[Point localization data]
╔══

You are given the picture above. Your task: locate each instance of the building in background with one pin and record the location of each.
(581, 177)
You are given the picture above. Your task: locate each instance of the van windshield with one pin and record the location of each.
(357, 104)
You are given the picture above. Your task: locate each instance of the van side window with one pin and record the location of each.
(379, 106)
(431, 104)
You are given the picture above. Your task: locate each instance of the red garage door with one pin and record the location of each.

╚══

§ What you are asked to do: Only the lines from the one with "the van side" through the end of the records above are to be copied, exactly as written.

§ Reply:
You are given the picture above. Your task: locate each instance of the van side window with one pin and record the location of each.
(379, 106)
(431, 104)
You are given the picture above. Your task: locate each instance of the red garage door with one pin and record the location of each.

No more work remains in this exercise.